Estratto della fonte =>
____________

Cina: un Memorandum è per sempre?

(di Luca Pacioli)
22/07/23

La colpa, caro Bruto, non è nelle nostre stelle, ma in noi stessi. (Edward R. Murrow, Citazione dal Giulio Cesare di Shakespeare al termine di una puntata di See it now).

Il tempo si presenta con la puntualità delle cambiali in protesto; il 2024 già porta il tintinnio delle campanelle cinesi che rammentano la scadenza dell’MoU sottoscritto nel 2019 da Roma e Pechino (foto). C’è da preoccuparsi. Non è certo responsabilità di chi scrive, incolpevole Jessica Rabbit disegnata da altri, ma di chi non ha saputo valutare una situazione complessa e che nel tempo si è definitivamente trasformata in un labirinto più intricato dello svincolo stradale di Chongqing1. Se la BRI non è un nuovo Piano Marshall, il Memorandum è invece un ibrido collocato al di fuori dell’ordinamento giuridico internazionale, visto che non è usuale che un protocollo, ancorché in forma semplificata, preveda di non dar luogo ad alcun diritto o dovere senza considerare la necessità di rammentare gli obblighi discendenti dall’appartenenza alla UE di un Paese che, abituato a decidere di non decidere, dà per scontate infrastrutture più che rilevanti.

Cosa succede nel pianeta geopolitico dell’Impero di Mezzo? La politica estera segna diverse criticità; l’assenza del ministro degli Esteri Qin Gang ha privato le feluche di un protagonista indiscusso; al netto dei gossip, interessa comprendere se esista un problema politico reale, conseguenza di dissidi interni, capace di mettere all’angolo il Grande Timoniere, mentore di Qin. Ipotetiche (e drammatiche) sostituzioni comporteranno la necessità di inquadrare immediatamente il profilo del nuovo capo di una diplomazia potenzialmente in antitesi con il rigido vicepremier Wang Yi. L’assenza di Qin, ex ambasciatore a Washington, fa scalpore specie perché coincidente con gli incontri con le delegazioni USA, segnatamente quello con il segretario al Tesoro Janet Yellen; comunque, mai sposare tesi non confermate: lo stesso Xi Jinping nel 2012, poco prima di assumere la leadership, alimentando voci su lotte di potere, era scomparso per due settimane. Per sapere com’è andata a finire chiedere a Hu Jintao. Ma Pechino guarda anche più vicino, a Taiwan, ad uno scenario Z, che ipotizza l’estensione globale di un conflitto regionale. La postura del G7 rispetto all'invasione ucraina, ha ravvivato le possibilità di subire analoghe misure asimmetriche anche in caso di azioni appena sotto il livello di guardia cinetico di un’invasione militare.

____________

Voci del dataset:
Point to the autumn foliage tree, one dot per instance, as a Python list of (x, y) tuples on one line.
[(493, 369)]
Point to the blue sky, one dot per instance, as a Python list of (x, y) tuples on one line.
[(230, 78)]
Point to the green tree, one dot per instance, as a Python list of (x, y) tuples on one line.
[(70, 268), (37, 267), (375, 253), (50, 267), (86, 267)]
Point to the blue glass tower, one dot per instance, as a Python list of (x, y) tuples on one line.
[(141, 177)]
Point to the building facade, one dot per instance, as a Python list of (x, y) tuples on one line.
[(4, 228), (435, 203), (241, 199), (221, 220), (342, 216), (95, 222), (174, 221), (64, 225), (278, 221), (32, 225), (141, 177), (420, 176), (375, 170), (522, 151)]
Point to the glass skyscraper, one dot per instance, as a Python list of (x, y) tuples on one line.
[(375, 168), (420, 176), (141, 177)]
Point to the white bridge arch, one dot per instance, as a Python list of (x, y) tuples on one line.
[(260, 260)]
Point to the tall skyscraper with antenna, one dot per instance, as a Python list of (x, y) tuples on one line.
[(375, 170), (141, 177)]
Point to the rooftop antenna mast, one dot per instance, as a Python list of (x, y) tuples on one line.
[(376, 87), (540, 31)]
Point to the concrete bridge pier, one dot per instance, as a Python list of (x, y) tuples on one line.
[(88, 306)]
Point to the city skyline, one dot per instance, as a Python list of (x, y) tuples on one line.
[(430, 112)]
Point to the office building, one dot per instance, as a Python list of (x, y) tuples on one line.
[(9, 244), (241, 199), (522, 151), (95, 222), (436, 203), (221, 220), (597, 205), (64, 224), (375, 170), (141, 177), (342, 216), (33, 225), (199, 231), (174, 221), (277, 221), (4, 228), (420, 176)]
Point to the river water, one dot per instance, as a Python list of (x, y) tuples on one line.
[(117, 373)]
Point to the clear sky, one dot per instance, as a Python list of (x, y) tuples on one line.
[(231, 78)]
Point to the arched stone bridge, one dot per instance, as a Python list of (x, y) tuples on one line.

____________

Problema da risolvere =>
Prosegui l'articolo sulla Cina e il Memorandum firmato con Roma, ripartendo subito dopo la sua ultima frase. Per rispondere non occorre consultare le righe.

Risposta al compito =>
Come ogni aspirante egemone Pechino è dunque a caccia di informazioni (dice qualcosa il 5G?); in proposito l'Ong Safeguard Defenders rivela che nel mondo ci sono circa 102 stazioni di polizia cinesi più o meno occulte11 in Italia2, frutto di accordi su cui, in tema di attività di ordine pubblico e sovranità, ci sarebbe da riflettere. Non a caso il Regno Unito ha lanciato un allarme circa le capacità cinesi di penetrare proficuamente in ogni settore economico inglese; superfluo sottolineare che l’analisi diffusa dall’Intelligence and Security Committee of Parliament (Isc), intitolata China, ha seriamente imbarazzato il governo di Rishi Sunak, accusato di aver sottovalutato una minaccia più che concreta, specie alla luce degli avvertimenti lanciati dal mondo accademico e dall’MI5, relativamente alla presenza all’interno del Parlamento3 di un presunto agente cinese, Christine Lee.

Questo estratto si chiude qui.